→ **Required task**: Rewrite the material below as a numbered list, one line per item, leaving out blank lines and the pictures.
'''
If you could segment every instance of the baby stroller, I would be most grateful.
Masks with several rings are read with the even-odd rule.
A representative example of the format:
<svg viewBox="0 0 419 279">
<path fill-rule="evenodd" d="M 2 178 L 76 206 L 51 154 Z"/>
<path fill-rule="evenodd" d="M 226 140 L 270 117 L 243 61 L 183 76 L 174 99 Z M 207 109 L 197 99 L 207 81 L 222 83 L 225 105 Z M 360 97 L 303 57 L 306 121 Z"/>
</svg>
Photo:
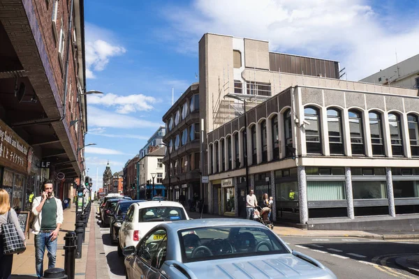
'''
→ **Exercise solution**:
1. If you could segment every instance of the baby stroller, I would be most grateful.
2. Masks with several rings are read with the even-odd rule.
3. A representative example of the format:
4. <svg viewBox="0 0 419 279">
5. <path fill-rule="evenodd" d="M 2 178 L 76 206 L 51 154 Z"/>
6. <path fill-rule="evenodd" d="M 226 140 L 270 117 L 243 61 L 183 76 L 174 99 Z M 207 109 L 197 99 L 207 81 L 222 83 L 225 105 Z M 360 97 L 303 57 L 306 121 Z"/>
7. </svg>
8. Photo:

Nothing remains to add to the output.